* SEZIONE DEL DOCUMENTO *
☆ ☆ ☆
Riflessioni di studenti alessandrini sul “giorno della memoria”

Riflessioni di studenti alessandrini sul “giorno della memoria”
Gli interventi letti durante le celebrazioni ad Alessandria il 27 gennaio 2017 
Si riportano i testi con le riflessioni elaborate da alcuni studenti delle Scuole Secondarie di II grado — in rappresentanza dei cinque Istituti di Istruzione Superiore cittadini — nonché da una rappresentanza della Scuola Primaria “Ferrero” (V Circolo – Alessandria) e da una studentessa dell’Università del Piemonte Orientale in occasione delle celebrazioni del “Giorno della Memoria” svoltesi venerdì 27 gennaio 2017 ad Alessandria.
Le riflessioni si sono articolate attorno alle seguenti suggestioni tematiche:
  • il rispetto
  • la convivenza
  • la speranza 
  • la legalità
  • la democrazia 
  • la cittadinanza attiva
  • sulla memoria...
Rispetto
La Giornata della Memoria è una giornata piena di ricordi forti e dolorosi, legati ad un evento di pochi decenni fa, così terribile e disumano che è difficile spiegare a parole.
La data odierna è dedicata a quei milioni di ebrei, e non solo, che furono discriminati, umiliati, torturati, privati della loro dignità e umanità e uccisi nei modi peggiori, vittime della lucida malvagità dell’uomo.
☆ ☆ ☆
* CONSEGNA 1 *
Conti le righe dell'elenco in cui compare la parola "white" e indichi soltanto il numero.
L'elenco seguente non ha alcun legame con il brano.

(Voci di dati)
☆ ☆ ☆
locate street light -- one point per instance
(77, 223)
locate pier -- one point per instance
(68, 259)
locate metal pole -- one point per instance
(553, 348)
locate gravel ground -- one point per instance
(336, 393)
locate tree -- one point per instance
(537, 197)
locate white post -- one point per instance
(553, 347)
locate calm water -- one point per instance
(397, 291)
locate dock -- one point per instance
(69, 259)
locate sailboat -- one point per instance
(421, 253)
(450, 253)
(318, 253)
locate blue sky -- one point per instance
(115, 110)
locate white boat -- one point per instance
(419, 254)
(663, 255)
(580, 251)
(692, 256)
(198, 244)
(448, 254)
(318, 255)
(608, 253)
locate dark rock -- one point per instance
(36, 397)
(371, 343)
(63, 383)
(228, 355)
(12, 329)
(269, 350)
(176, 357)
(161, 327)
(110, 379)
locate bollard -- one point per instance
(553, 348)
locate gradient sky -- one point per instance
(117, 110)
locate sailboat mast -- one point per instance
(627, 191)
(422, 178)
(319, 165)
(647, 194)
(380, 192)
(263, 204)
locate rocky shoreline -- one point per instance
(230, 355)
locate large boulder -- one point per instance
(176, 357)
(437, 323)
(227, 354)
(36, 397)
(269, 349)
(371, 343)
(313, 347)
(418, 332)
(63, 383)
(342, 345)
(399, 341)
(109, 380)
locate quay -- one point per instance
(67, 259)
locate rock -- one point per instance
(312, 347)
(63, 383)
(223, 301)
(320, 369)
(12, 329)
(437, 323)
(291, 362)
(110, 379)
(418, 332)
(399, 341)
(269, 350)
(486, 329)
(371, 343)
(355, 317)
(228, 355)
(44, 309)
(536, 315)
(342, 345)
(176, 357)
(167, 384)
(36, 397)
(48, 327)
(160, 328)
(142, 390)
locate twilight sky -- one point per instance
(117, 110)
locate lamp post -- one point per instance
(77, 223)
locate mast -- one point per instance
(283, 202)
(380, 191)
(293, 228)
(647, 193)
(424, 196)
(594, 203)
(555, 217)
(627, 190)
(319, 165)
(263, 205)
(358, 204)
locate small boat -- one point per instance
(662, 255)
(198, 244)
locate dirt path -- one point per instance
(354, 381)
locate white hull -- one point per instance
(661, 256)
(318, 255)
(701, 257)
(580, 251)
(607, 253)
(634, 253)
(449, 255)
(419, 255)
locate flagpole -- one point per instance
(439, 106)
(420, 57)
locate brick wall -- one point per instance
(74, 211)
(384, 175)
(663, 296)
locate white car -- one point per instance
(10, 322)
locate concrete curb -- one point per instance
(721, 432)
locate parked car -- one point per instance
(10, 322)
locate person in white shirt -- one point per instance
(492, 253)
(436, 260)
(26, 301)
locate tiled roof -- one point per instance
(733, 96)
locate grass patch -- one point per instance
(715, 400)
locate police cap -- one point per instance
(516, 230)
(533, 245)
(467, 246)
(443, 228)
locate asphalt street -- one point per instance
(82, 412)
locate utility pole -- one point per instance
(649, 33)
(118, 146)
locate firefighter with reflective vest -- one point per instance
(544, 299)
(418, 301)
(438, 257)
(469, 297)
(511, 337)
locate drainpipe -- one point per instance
☆ ☆ ☆
* CONSEGNA 2 *
Secondo il brano sul Giorno della Memoria, che cosa subirono i milioni di ebrei ricordati in quella data? Ne elenchi tutte le voci.

* SOLUZIONE 1 *
5

* SOLUZIONE 2 *
- furono discriminati
- furono umiliati
- furono torturati
- furono privati della loro dignità e umanità
- furono uccisi nei modi peggiori